### STATED EXERCISE 1
In the catfish forum thread, what is the easiest way to identify a channel cat?
### STATED EXERCISE 2
From the catfish forum thread, reproduce the passage that runs from "i caught this" up to and including "this far north...".

# blues on the red???



## nd_hunter

i caught this out of the red north of grand forks earlier today...it looks like a blues to me! i always thought they didnt have blues this far north...


----------



## Triple B

was the tail forked or rounded?


----------



## nd_hunter

to be honest i can't remember...but if you cant tell by my crappy cameraphone picture it had a definite bluish-gray color, and had a different looking mouth and head than any channel cat i've ever seen...and i've seen many around the same size as this one


----------



## CatManLee

Nope, it's not a blue. I have caught many blue/gray Catfish on the Red River...All channels. There just simply aren't any Blue cats swimming the Red River. Don't feel bad, it's a common mistake people make, after all they do look similar in many ways.

Channel Cat tail is forked, it's the easiest way to tell. Color isn't a good determining factor, as the tints and colors it seems change from location to location, or depending on the over-all health of the fish you can see color differences.

### GIVEN INFORMATION
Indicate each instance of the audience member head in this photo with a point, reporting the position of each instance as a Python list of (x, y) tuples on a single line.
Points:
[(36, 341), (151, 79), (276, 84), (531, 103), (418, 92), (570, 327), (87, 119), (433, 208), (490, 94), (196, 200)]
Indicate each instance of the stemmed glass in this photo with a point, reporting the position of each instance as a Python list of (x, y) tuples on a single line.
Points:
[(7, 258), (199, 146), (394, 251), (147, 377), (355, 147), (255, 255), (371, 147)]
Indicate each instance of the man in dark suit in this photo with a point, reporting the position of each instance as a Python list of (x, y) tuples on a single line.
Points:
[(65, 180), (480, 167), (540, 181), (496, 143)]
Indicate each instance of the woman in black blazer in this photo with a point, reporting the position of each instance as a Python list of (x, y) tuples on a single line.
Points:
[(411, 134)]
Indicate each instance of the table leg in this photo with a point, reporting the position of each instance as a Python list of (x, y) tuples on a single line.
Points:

---

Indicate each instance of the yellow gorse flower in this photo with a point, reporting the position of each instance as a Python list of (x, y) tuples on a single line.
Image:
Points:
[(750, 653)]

### EXERCISE OUTPUT 1
A channel cat has a forked tail.

### EXERCISE OUTPUT 2
i caught this out of the red north of grand forks earlier today...it looks like a blues to me! i always thought they didnt have blues this far north...